TASK GOAL:
Reproduce the data below, requests included, beginning at its first line and stopping after the line that contains "top-left (100, 39), bottom-right (111, 50)", and shift every coordinate in the answers by adding 29. Omit the pictures.

INPUT DATA:
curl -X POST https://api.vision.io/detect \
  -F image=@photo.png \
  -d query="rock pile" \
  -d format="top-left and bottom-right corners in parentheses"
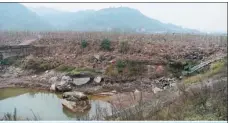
top-left (61, 91), bottom-right (91, 112)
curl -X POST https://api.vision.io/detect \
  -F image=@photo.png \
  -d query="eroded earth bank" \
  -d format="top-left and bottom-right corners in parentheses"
top-left (0, 32), bottom-right (227, 120)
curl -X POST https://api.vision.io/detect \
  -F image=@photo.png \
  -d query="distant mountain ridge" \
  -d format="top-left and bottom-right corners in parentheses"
top-left (0, 3), bottom-right (198, 33)
top-left (0, 3), bottom-right (53, 31)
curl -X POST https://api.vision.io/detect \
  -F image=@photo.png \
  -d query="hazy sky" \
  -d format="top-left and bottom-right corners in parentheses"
top-left (22, 3), bottom-right (227, 32)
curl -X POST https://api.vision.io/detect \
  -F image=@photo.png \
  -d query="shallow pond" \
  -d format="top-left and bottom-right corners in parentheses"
top-left (0, 88), bottom-right (111, 120)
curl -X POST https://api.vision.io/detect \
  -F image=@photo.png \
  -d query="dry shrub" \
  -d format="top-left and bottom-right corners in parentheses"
top-left (22, 57), bottom-right (60, 72)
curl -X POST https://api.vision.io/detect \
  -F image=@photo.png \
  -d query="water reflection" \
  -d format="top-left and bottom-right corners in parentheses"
top-left (0, 88), bottom-right (111, 120)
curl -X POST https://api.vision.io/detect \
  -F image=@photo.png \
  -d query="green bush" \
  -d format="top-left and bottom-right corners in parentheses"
top-left (81, 40), bottom-right (88, 48)
top-left (119, 41), bottom-right (129, 53)
top-left (100, 39), bottom-right (111, 50)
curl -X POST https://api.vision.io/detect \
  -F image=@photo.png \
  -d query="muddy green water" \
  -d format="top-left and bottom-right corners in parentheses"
top-left (0, 88), bottom-right (111, 120)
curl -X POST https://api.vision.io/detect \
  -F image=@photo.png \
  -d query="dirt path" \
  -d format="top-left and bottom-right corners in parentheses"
top-left (19, 35), bottom-right (41, 45)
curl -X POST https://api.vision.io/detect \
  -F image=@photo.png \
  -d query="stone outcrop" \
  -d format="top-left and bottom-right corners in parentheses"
top-left (61, 91), bottom-right (91, 112)
top-left (72, 77), bottom-right (91, 86)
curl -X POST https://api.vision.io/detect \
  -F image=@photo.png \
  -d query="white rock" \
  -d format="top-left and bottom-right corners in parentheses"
top-left (73, 77), bottom-right (90, 85)
top-left (94, 54), bottom-right (100, 60)
top-left (49, 76), bottom-right (58, 83)
top-left (134, 89), bottom-right (140, 93)
top-left (61, 76), bottom-right (72, 83)
top-left (94, 76), bottom-right (102, 83)
top-left (152, 87), bottom-right (162, 94)
top-left (32, 75), bottom-right (37, 78)
top-left (63, 91), bottom-right (88, 100)
top-left (50, 83), bottom-right (56, 91)
top-left (111, 90), bottom-right (117, 93)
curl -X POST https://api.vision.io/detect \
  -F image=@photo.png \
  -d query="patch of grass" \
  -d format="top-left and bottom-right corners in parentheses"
top-left (184, 60), bottom-right (226, 84)
top-left (56, 65), bottom-right (98, 75)
top-left (81, 40), bottom-right (88, 48)
top-left (22, 57), bottom-right (60, 72)
top-left (106, 59), bottom-right (146, 77)
top-left (152, 80), bottom-right (228, 120)
top-left (119, 41), bottom-right (129, 53)
top-left (100, 39), bottom-right (111, 51)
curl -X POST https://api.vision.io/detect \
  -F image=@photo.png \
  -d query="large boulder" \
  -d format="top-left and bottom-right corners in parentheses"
top-left (50, 83), bottom-right (56, 91)
top-left (56, 81), bottom-right (72, 92)
top-left (49, 76), bottom-right (58, 83)
top-left (63, 91), bottom-right (88, 101)
top-left (61, 99), bottom-right (91, 113)
top-left (152, 87), bottom-right (163, 94)
top-left (72, 77), bottom-right (91, 86)
top-left (61, 76), bottom-right (72, 83)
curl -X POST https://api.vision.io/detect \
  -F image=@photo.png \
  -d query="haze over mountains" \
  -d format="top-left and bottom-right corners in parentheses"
top-left (0, 3), bottom-right (198, 33)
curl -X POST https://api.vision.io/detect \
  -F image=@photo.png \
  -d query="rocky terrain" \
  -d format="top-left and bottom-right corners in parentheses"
top-left (0, 32), bottom-right (227, 119)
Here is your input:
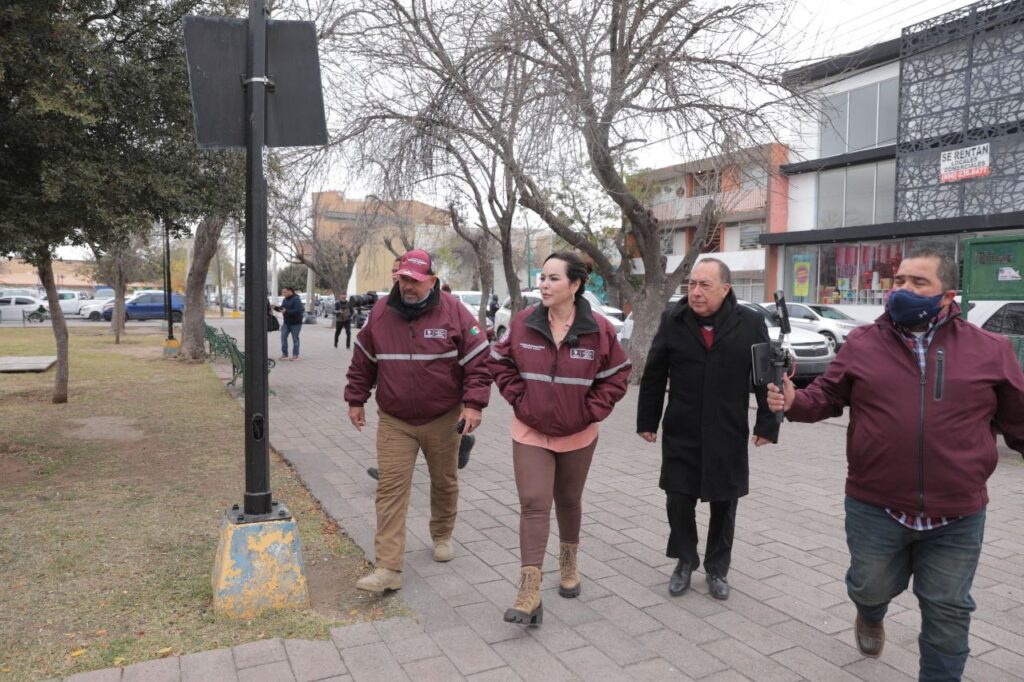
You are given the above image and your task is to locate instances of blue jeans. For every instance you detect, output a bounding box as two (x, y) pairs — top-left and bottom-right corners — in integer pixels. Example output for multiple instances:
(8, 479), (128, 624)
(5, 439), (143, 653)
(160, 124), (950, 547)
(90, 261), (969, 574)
(846, 497), (985, 681)
(281, 323), (302, 357)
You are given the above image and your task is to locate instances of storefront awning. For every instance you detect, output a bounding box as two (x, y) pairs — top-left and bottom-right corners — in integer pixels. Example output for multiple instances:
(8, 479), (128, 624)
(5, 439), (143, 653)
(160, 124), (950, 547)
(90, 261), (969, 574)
(761, 211), (1024, 248)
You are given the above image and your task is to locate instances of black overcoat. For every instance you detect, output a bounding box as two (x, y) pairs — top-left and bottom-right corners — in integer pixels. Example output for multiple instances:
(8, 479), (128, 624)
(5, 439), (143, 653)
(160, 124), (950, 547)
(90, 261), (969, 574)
(637, 292), (778, 501)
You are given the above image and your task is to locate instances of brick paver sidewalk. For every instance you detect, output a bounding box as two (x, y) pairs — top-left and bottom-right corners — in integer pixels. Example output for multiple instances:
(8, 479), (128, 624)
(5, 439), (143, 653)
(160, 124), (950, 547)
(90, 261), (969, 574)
(64, 322), (1024, 682)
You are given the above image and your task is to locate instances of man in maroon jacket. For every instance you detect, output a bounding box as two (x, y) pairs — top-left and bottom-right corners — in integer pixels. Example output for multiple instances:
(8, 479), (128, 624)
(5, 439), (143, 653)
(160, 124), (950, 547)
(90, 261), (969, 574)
(768, 250), (1024, 680)
(345, 250), (490, 592)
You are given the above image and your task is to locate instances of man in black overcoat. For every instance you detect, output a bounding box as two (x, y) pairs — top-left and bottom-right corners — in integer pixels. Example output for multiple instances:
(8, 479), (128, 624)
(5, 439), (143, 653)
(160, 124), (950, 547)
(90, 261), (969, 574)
(637, 258), (778, 599)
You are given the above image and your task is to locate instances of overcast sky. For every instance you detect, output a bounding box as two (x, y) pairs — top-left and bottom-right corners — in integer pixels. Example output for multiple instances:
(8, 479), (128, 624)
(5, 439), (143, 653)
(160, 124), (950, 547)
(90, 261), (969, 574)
(58, 0), (972, 258)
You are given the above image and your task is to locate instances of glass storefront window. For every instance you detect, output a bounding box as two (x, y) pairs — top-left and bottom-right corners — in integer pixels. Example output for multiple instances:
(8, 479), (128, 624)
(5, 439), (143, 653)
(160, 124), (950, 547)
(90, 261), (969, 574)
(856, 240), (903, 305)
(817, 168), (846, 227)
(849, 83), (879, 152)
(783, 246), (818, 303)
(844, 164), (874, 225)
(874, 161), (896, 224)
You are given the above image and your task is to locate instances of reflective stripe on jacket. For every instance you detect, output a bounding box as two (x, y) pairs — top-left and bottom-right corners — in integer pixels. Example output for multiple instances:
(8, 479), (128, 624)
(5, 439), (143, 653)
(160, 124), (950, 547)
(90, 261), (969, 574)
(345, 289), (490, 425)
(488, 298), (631, 436)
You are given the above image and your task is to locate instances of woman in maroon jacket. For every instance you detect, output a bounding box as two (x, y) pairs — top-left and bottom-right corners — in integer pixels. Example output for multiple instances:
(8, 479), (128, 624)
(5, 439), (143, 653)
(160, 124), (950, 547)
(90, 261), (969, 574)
(489, 252), (630, 625)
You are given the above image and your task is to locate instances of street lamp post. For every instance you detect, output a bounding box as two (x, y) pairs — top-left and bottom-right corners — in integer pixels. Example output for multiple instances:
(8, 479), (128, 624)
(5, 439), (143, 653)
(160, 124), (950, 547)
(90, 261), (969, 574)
(163, 220), (176, 339)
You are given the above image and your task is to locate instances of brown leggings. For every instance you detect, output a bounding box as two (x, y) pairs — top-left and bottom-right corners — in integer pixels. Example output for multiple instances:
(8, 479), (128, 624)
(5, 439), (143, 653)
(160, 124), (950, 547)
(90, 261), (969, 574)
(512, 438), (597, 568)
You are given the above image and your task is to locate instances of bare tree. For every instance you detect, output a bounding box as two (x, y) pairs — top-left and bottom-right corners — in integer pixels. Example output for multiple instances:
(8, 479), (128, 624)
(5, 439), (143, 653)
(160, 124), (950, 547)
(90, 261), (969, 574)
(271, 188), (382, 298)
(89, 225), (162, 344)
(178, 216), (227, 360)
(339, 0), (794, 374)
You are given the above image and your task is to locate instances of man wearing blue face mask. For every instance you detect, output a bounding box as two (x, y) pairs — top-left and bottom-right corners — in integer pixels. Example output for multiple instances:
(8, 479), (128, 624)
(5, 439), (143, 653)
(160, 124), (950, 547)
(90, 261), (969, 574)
(768, 250), (1024, 680)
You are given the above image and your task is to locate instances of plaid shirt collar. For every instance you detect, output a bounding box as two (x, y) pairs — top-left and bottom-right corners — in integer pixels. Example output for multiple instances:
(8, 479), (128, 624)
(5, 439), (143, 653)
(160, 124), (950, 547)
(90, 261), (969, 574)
(893, 306), (952, 374)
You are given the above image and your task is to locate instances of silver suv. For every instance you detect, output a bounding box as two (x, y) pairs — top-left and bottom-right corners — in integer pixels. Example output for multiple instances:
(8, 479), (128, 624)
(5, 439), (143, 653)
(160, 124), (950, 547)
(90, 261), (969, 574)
(765, 302), (870, 351)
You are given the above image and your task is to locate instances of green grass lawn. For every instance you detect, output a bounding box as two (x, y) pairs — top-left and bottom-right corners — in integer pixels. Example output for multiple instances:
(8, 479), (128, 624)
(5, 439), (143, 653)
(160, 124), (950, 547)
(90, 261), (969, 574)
(0, 328), (403, 680)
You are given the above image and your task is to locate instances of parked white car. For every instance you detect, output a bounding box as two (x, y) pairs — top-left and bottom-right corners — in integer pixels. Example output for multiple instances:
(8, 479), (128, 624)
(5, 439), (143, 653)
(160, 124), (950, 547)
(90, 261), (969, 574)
(967, 301), (1024, 336)
(764, 301), (869, 351)
(0, 296), (50, 322)
(618, 294), (836, 382)
(495, 291), (625, 340)
(57, 290), (92, 315)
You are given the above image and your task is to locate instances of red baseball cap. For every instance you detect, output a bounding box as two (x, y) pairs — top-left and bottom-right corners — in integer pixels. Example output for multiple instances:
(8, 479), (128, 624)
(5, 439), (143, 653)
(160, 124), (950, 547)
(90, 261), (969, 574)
(395, 249), (432, 282)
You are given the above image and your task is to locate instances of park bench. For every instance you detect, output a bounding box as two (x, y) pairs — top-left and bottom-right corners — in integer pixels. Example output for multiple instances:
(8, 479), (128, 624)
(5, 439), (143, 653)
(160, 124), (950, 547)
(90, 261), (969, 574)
(220, 330), (276, 386)
(203, 322), (234, 358)
(1007, 335), (1024, 370)
(22, 306), (50, 327)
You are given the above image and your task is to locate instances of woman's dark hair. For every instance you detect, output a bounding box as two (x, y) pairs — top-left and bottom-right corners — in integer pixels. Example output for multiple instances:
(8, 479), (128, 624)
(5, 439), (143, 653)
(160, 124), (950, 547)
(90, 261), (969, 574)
(544, 251), (590, 301)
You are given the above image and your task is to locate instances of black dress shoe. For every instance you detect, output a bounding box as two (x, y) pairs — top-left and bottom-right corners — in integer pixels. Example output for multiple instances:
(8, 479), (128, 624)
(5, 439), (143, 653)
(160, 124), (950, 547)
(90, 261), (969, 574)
(669, 560), (693, 597)
(459, 433), (476, 469)
(706, 573), (729, 599)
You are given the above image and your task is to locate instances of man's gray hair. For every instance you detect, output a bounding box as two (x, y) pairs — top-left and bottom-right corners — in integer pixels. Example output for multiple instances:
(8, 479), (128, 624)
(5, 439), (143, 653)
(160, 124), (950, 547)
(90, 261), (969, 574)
(903, 247), (959, 291)
(691, 258), (732, 284)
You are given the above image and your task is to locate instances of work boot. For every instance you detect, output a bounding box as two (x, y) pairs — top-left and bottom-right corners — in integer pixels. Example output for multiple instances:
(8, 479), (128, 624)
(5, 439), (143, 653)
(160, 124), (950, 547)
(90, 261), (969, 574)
(853, 613), (886, 658)
(459, 433), (476, 469)
(355, 567), (401, 594)
(705, 573), (729, 599)
(505, 566), (544, 625)
(558, 543), (580, 599)
(434, 538), (455, 561)
(669, 559), (693, 597)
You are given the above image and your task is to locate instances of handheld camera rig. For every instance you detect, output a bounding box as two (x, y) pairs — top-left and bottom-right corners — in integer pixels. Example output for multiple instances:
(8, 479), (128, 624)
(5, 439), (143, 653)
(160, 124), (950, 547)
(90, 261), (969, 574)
(751, 291), (793, 422)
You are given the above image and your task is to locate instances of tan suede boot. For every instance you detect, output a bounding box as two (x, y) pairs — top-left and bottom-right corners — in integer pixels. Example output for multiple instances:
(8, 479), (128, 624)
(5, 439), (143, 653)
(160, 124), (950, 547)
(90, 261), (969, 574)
(505, 566), (544, 625)
(355, 568), (401, 593)
(558, 543), (580, 599)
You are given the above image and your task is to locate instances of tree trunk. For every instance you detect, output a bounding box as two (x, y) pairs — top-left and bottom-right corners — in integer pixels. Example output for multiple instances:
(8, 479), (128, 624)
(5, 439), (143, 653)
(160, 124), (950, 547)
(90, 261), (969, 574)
(111, 255), (128, 344)
(38, 258), (68, 403)
(476, 258), (495, 330)
(178, 217), (226, 360)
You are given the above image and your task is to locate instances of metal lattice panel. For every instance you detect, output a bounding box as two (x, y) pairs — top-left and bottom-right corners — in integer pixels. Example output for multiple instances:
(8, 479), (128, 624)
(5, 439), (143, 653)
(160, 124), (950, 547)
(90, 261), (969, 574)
(896, 0), (1024, 221)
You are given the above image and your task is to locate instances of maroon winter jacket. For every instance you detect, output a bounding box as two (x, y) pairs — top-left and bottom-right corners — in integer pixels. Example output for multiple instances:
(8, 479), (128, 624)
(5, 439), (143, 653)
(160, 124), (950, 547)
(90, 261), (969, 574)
(786, 304), (1024, 518)
(487, 298), (630, 436)
(345, 280), (490, 425)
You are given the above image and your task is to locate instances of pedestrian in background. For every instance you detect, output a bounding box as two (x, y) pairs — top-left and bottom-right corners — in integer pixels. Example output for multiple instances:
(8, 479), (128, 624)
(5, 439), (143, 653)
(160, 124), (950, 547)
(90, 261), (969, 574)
(345, 250), (490, 592)
(334, 292), (352, 348)
(637, 258), (778, 599)
(273, 287), (305, 360)
(769, 249), (1024, 681)
(488, 252), (630, 625)
(487, 294), (501, 324)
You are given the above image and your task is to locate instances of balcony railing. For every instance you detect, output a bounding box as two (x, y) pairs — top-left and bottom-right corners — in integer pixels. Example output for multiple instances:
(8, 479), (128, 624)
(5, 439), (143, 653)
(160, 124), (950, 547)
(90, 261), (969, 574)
(652, 187), (768, 221)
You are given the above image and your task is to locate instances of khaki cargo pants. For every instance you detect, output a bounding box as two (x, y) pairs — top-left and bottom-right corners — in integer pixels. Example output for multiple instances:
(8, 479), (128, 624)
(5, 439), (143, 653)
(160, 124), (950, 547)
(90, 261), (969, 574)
(375, 404), (462, 570)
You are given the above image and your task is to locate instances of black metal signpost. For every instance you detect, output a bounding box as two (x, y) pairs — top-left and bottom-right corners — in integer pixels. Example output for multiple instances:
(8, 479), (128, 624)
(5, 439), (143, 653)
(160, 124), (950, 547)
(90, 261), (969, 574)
(184, 0), (327, 518)
(184, 0), (327, 617)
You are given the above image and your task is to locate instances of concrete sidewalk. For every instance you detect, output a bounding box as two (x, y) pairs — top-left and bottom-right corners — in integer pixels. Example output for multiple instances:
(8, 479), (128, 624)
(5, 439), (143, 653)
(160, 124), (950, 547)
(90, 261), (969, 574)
(71, 321), (1024, 682)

EXPECTED ANSWER:
curl -X POST https://api.vision.io/detect \
  -F image=@photo.png \
  -d query="rock pile" \
  -d format="top-left and bottom-right corners in parentheses"
top-left (90, 120), bottom-right (120, 141)
curl -X POST https://api.vision.io/detect \
  -F image=@photo.png \
  -d query="eroded earth bank" \
  -d format="top-left and bottom-right corners in parentheses"
top-left (29, 61), bottom-right (256, 149)
curl -X POST https://api.vision.io/detect \
  -F image=@photo.png \
  -d query="distant mountain ridge" \
  -d format="top-left and bottom-right corners in parentheses"
top-left (29, 32), bottom-right (227, 62)
top-left (29, 32), bottom-right (82, 60)
curl -X POST https://api.vision.io/detect \
  -F image=@photo.png \
  -d query="hazy sky" \
  -d format="top-left and bottom-right corners in parentheses"
top-left (51, 32), bottom-right (256, 61)
curl -X POST https://api.vision.io/detect \
  -F image=@photo.png \
  -d query="shallow pond" \
  -d format="top-left and bottom-right corners in parentheses"
top-left (29, 117), bottom-right (140, 149)
curl -X POST https://api.vision.io/detect \
  -F image=@photo.png \
  -d query="dry shrub" \
  -d format="top-left and bottom-right corners in parentheses"
top-left (51, 86), bottom-right (89, 101)
curl -X POST https://api.vision.io/detect \
  -F image=@photo.png \
  -d query="water reflection" \
  -d format="top-left and bottom-right corners in parentheses"
top-left (29, 117), bottom-right (140, 149)
curl -X POST https://api.vision.io/detect \
  -F image=@photo.png \
  -d query="green bush" \
  -d format="top-left and bottom-right corners in parentheses"
top-left (110, 69), bottom-right (117, 77)
top-left (148, 70), bottom-right (158, 82)
top-left (129, 68), bottom-right (140, 79)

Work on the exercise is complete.